EXERCISE PROMPT:
Return each line of the material verbatim.

TASK MATERIAL:
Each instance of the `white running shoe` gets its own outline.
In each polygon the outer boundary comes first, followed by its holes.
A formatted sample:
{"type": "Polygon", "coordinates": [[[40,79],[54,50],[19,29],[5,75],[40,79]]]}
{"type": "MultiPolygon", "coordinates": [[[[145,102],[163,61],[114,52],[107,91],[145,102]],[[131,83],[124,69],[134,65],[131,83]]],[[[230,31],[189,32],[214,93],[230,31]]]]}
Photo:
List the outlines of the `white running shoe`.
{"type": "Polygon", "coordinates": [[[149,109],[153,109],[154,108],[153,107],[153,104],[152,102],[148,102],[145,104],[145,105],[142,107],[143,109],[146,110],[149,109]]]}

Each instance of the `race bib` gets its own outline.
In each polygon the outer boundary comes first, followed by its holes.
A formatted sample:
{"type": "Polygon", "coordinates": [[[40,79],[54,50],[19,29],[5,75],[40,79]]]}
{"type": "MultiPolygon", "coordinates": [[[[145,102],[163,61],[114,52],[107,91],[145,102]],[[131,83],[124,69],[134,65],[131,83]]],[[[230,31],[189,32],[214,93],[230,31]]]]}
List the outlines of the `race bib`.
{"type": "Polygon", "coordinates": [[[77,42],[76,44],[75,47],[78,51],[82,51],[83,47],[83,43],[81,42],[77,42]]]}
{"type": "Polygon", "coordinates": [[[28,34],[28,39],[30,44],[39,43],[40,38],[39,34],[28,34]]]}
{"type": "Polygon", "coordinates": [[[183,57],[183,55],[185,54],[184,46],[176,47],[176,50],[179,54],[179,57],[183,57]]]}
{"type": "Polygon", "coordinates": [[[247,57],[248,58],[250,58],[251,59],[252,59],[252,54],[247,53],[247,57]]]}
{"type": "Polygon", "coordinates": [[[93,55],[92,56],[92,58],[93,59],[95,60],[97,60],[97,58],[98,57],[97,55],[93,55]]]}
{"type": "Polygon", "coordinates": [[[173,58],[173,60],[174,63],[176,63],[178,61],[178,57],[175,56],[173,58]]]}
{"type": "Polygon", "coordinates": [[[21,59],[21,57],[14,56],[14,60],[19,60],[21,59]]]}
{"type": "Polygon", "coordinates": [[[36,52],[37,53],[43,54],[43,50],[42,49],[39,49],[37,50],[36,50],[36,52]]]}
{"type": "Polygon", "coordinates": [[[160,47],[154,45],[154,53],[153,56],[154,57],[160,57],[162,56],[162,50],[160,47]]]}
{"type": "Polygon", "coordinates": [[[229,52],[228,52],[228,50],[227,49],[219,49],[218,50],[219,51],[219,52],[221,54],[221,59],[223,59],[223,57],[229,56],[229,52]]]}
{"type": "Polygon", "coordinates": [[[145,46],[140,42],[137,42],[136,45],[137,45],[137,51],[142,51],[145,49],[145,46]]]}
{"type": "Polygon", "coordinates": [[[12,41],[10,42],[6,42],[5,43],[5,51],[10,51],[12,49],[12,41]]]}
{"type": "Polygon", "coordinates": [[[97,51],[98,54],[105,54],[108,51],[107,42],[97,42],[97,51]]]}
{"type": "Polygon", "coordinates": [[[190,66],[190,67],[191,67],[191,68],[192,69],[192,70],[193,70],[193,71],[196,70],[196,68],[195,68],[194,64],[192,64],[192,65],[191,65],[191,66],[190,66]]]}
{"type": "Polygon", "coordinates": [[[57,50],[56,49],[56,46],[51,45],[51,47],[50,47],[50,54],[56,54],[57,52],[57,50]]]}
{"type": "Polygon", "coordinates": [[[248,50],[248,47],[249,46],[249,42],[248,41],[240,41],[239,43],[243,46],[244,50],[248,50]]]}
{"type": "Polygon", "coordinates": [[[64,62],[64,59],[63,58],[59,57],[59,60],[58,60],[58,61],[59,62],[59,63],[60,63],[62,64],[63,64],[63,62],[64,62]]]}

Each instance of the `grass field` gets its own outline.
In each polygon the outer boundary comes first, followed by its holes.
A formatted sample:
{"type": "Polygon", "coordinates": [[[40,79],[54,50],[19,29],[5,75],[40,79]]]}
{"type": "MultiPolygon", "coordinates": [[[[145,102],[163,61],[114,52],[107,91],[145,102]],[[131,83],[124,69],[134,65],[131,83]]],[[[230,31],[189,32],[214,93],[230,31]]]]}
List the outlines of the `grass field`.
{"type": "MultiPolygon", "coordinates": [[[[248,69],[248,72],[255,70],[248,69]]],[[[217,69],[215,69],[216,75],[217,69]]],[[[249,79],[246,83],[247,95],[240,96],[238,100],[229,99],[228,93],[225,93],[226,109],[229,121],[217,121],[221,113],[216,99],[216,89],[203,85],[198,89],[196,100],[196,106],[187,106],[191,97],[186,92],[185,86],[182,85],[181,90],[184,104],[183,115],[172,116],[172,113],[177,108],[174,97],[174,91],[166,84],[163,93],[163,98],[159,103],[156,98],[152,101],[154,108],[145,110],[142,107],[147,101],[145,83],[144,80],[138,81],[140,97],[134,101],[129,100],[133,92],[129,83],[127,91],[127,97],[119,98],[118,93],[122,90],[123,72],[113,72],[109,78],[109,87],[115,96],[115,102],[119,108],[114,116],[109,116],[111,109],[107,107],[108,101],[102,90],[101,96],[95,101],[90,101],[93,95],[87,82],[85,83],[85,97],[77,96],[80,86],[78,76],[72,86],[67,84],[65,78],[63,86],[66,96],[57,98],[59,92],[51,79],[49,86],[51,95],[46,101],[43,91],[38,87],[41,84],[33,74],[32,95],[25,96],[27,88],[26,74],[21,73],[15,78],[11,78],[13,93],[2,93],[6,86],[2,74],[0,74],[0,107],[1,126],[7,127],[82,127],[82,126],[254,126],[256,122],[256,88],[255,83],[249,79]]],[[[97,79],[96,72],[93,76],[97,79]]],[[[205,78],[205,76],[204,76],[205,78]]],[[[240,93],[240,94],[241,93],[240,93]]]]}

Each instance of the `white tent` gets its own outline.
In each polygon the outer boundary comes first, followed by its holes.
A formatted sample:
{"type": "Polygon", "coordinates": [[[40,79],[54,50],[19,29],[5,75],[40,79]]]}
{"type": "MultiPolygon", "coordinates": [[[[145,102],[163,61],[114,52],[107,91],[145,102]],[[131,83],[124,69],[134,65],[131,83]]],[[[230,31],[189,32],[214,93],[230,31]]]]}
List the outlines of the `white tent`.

ANSWER TO THIS EXERCISE:
Each instance of the `white running shoe` gets its own outline.
In each polygon the outer boundary comes first, followed by its holes.
A formatted sample:
{"type": "Polygon", "coordinates": [[[40,79],[54,50],[19,29],[5,75],[40,79]]]}
{"type": "MultiPolygon", "coordinates": [[[[145,102],[163,61],[114,52],[107,91],[145,102]],[[131,83],[124,69],[134,65],[131,83]]],[[[230,31],[189,32],[214,93],[230,31]]]]}
Photo:
List the outlines of the `white running shoe`.
{"type": "Polygon", "coordinates": [[[149,109],[153,109],[154,108],[153,107],[153,104],[152,102],[148,102],[145,104],[145,105],[142,107],[143,109],[146,110],[149,109]]]}

Each instance of the `race bib` gets its own outline.
In each polygon the outer boundary comes first, followed by its holes.
A formatted sample:
{"type": "Polygon", "coordinates": [[[40,79],[54,50],[19,29],[5,75],[40,79]]]}
{"type": "MultiPolygon", "coordinates": [[[[145,102],[163,61],[114,52],[107,91],[145,102]],[[131,83],[124,69],[134,65],[131,83]]],[[[230,31],[189,32],[214,93],[230,31]]]]}
List the outlines of the `race bib`.
{"type": "Polygon", "coordinates": [[[77,42],[76,44],[75,47],[78,51],[82,51],[83,47],[83,43],[81,42],[77,42]]]}
{"type": "Polygon", "coordinates": [[[28,34],[28,39],[30,44],[39,43],[40,38],[39,34],[28,34]]]}
{"type": "Polygon", "coordinates": [[[183,57],[183,55],[185,54],[184,46],[176,47],[176,50],[179,54],[179,57],[183,57]]]}
{"type": "Polygon", "coordinates": [[[247,57],[248,58],[250,58],[251,59],[252,59],[252,54],[247,53],[247,57]]]}
{"type": "Polygon", "coordinates": [[[93,55],[92,56],[92,58],[93,59],[95,60],[97,60],[97,58],[98,57],[97,55],[93,55]]]}
{"type": "Polygon", "coordinates": [[[173,58],[173,60],[174,63],[176,63],[178,61],[178,57],[175,56],[173,58]]]}
{"type": "Polygon", "coordinates": [[[21,59],[21,57],[14,56],[14,60],[19,60],[21,59]]]}
{"type": "Polygon", "coordinates": [[[36,52],[37,53],[43,54],[43,50],[42,49],[39,49],[37,50],[36,50],[36,52]]]}
{"type": "Polygon", "coordinates": [[[160,47],[154,45],[154,53],[153,56],[154,57],[160,57],[162,56],[162,50],[160,47]]]}
{"type": "Polygon", "coordinates": [[[229,52],[228,52],[228,50],[227,49],[219,49],[218,50],[219,51],[219,52],[221,54],[221,59],[223,59],[223,57],[229,56],[229,52]]]}
{"type": "Polygon", "coordinates": [[[145,46],[140,42],[137,42],[136,45],[137,45],[137,51],[142,51],[145,49],[145,46]]]}
{"type": "Polygon", "coordinates": [[[12,41],[10,42],[6,42],[5,43],[5,51],[10,51],[12,49],[12,41]]]}
{"type": "Polygon", "coordinates": [[[97,51],[98,54],[105,54],[108,51],[107,42],[97,42],[97,51]]]}
{"type": "Polygon", "coordinates": [[[190,66],[190,67],[191,67],[191,68],[192,69],[192,70],[193,70],[193,71],[196,70],[196,68],[195,68],[194,64],[192,64],[192,65],[191,65],[191,66],[190,66]]]}
{"type": "Polygon", "coordinates": [[[57,50],[56,49],[56,46],[51,45],[51,47],[50,47],[50,54],[56,54],[57,52],[57,50]]]}
{"type": "Polygon", "coordinates": [[[248,50],[248,47],[249,46],[249,42],[248,41],[240,41],[239,43],[243,46],[244,50],[248,50]]]}
{"type": "Polygon", "coordinates": [[[64,62],[64,59],[63,58],[59,57],[59,60],[58,60],[58,61],[59,62],[59,63],[60,63],[62,64],[63,64],[63,62],[64,62]]]}

Each instance of the `grass field` gets its own outline.
In each polygon the outer boundary comes first, followed by its holes.
A formatted sample:
{"type": "Polygon", "coordinates": [[[40,79],[54,50],[19,29],[5,75],[40,79]]]}
{"type": "MultiPolygon", "coordinates": [[[[145,102],[163,61],[114,52],[107,91],[145,102]],[[131,83],[124,69],[134,65],[131,83]]],[[[230,31],[189,32],[214,93],[230,31]]]]}
List the outlines of the `grass field`.
{"type": "MultiPolygon", "coordinates": [[[[248,69],[248,72],[255,70],[248,69]]],[[[217,69],[215,69],[216,75],[217,69]]],[[[249,79],[246,83],[247,95],[240,96],[238,100],[229,99],[228,93],[225,93],[226,109],[229,121],[217,121],[221,113],[216,99],[216,89],[203,85],[198,89],[196,100],[196,106],[187,106],[191,97],[186,92],[185,86],[182,85],[181,90],[184,104],[183,115],[172,116],[172,113],[177,108],[174,97],[174,91],[166,84],[163,93],[163,98],[159,103],[156,98],[152,101],[154,108],[145,110],[142,107],[147,101],[145,83],[144,80],[138,81],[140,97],[134,101],[129,100],[133,92],[129,83],[127,91],[127,97],[119,98],[118,93],[122,90],[123,72],[113,72],[109,78],[109,87],[115,96],[115,102],[119,108],[114,116],[109,116],[111,109],[107,107],[108,101],[102,90],[101,96],[95,101],[90,101],[93,95],[87,82],[85,83],[85,97],[77,96],[80,86],[78,76],[72,86],[67,84],[65,78],[63,86],[66,96],[57,98],[59,92],[51,79],[49,86],[51,95],[46,101],[43,91],[38,87],[41,84],[33,74],[32,95],[25,96],[27,88],[26,74],[21,73],[15,78],[11,78],[13,93],[2,93],[6,86],[2,74],[0,74],[0,107],[1,126],[7,127],[82,127],[82,126],[254,126],[256,122],[256,88],[255,83],[249,79]]],[[[97,79],[96,72],[93,76],[97,79]]],[[[205,78],[205,76],[204,76],[205,78]]],[[[240,93],[240,94],[241,93],[240,93]]]]}

Each instance of the `white tent` gets its own outline.
In each polygon the outer boundary comes first, followed by its holes.
A formatted sample:
{"type": "Polygon", "coordinates": [[[40,79],[54,50],[19,29],[5,75],[40,79]]]}
{"type": "MultiPolygon", "coordinates": [[[[145,102],[163,61],[114,52],[107,91],[145,102]],[[131,83],[124,69],[134,65],[131,83]]],[[[230,31],[189,32],[214,93],[230,31]]]]}
List the outlines of the `white tent`.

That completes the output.